■ The task: Return, unchanged, the lines of the material from the one containing "Where can you see the dry" through the last line of the material, inclusive.
━━━
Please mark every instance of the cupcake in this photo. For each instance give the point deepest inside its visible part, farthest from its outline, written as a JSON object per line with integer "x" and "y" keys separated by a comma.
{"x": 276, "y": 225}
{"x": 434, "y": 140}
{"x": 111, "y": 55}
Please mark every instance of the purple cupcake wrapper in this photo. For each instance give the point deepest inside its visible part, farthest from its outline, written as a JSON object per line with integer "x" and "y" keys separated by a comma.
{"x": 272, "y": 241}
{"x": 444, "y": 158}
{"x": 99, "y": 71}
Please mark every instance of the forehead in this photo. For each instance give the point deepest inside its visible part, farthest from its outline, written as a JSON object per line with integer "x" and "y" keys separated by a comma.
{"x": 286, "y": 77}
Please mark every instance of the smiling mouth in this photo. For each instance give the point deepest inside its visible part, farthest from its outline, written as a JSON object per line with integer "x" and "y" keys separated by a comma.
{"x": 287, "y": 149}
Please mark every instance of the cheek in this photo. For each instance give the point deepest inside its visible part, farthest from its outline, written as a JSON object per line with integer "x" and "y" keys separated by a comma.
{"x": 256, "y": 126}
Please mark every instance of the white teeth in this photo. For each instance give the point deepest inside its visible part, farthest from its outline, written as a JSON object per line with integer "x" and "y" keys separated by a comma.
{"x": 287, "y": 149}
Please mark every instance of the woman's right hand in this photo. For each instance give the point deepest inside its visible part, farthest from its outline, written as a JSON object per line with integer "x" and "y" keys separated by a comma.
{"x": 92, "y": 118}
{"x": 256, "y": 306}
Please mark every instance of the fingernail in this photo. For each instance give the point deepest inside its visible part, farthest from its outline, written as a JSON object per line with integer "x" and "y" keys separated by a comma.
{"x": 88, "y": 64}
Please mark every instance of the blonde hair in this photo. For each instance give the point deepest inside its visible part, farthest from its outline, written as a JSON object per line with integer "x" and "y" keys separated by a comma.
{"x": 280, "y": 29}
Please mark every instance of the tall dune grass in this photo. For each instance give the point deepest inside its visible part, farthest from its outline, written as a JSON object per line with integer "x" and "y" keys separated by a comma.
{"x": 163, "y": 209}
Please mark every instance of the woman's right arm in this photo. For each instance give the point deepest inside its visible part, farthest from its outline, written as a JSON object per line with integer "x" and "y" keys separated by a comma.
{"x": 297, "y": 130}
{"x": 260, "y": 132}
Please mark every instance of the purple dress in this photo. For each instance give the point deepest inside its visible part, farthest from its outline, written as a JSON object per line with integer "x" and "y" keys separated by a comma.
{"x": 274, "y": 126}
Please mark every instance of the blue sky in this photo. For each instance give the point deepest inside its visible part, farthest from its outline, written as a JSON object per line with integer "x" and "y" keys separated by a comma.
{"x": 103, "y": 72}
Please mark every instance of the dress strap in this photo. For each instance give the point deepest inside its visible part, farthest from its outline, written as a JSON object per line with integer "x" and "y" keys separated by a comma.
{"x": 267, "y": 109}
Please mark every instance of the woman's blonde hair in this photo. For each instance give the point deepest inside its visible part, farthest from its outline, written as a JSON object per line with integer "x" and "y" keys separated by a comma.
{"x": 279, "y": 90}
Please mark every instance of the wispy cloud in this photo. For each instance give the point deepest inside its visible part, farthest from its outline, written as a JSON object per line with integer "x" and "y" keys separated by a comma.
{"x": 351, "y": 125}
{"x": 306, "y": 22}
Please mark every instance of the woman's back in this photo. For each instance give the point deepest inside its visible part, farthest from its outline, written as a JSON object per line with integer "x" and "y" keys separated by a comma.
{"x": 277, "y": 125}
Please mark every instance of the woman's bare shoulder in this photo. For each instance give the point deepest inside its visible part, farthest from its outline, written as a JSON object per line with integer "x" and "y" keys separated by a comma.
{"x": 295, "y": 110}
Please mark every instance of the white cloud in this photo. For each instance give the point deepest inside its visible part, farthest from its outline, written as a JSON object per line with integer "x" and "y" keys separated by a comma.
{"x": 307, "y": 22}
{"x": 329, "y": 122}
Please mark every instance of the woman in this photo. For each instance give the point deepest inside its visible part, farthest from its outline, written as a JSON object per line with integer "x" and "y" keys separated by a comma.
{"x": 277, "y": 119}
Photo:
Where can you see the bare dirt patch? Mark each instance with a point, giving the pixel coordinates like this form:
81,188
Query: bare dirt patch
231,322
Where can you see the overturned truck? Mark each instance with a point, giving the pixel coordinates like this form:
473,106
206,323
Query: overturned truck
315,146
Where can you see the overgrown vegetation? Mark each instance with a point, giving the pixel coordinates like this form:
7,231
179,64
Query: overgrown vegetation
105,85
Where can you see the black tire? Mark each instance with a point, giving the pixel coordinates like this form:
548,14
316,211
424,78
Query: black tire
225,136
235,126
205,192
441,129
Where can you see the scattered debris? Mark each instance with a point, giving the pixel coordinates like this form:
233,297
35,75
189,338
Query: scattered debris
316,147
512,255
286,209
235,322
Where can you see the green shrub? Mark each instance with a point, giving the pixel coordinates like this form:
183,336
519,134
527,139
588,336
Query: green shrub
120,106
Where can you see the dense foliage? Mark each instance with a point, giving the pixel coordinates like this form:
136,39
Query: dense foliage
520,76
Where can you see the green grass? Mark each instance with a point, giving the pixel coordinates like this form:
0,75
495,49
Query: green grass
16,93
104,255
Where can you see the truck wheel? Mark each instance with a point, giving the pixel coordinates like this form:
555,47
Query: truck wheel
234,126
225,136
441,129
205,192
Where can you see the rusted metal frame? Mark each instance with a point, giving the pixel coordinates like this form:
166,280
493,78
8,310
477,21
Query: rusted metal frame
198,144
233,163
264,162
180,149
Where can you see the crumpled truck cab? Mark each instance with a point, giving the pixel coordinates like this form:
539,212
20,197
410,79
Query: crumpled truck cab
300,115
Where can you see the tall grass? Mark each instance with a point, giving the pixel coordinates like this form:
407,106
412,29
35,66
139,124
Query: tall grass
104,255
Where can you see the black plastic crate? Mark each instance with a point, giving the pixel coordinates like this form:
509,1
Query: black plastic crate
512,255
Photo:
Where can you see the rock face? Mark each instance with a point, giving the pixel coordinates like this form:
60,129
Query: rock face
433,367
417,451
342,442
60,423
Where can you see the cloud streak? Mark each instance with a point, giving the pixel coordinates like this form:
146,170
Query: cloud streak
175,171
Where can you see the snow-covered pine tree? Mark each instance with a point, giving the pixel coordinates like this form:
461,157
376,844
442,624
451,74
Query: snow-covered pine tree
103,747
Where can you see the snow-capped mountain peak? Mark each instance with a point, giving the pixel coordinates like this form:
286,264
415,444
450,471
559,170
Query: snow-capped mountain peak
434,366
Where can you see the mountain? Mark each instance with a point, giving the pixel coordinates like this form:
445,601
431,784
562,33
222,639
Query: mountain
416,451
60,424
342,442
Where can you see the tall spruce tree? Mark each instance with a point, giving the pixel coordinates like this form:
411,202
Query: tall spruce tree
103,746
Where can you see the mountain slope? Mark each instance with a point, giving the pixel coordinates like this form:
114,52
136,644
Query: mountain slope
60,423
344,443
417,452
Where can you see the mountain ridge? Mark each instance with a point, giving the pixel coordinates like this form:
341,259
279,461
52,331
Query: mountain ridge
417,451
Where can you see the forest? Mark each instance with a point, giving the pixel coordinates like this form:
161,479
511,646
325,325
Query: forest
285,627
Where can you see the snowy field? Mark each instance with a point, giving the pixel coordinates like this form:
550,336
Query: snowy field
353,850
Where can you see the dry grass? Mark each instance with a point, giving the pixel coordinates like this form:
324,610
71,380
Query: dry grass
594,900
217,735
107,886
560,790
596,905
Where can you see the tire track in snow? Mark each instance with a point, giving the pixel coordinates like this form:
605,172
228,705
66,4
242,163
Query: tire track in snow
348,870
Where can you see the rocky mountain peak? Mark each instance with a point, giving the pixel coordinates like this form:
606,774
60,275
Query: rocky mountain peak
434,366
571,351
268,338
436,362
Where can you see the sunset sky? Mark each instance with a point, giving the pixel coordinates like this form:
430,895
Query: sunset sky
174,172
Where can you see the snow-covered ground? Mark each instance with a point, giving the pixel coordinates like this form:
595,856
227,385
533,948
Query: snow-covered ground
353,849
━━━
■ Solution for this exercise:
Where can you see the dry grass? Mark each instance with a point, giving the pixel coordinates like this form:
324,610
71,380
Query: dry grass
594,900
217,735
107,886
560,790
596,905
Where can you see the tire track in snow? Mark each instance with a point, giving the pixel coordinates like this form:
605,172
228,705
66,4
242,163
Query: tire track in snow
348,870
Where can you see the rocky mountain peak? Mark each instance with a point, giving the pixel coordinates like this form:
606,774
60,275
Query: rocky mountain peak
434,366
571,351
268,338
436,362
Where can you see the sunset sky? Mark each instance with a point, giving the pixel coordinates like this form:
430,895
Query: sunset sky
174,172
Where can you see the snow-covered ground? Mark each instance with a point, giving the pixel coordinates like this form:
595,856
227,385
533,948
Query: snow-covered ground
353,849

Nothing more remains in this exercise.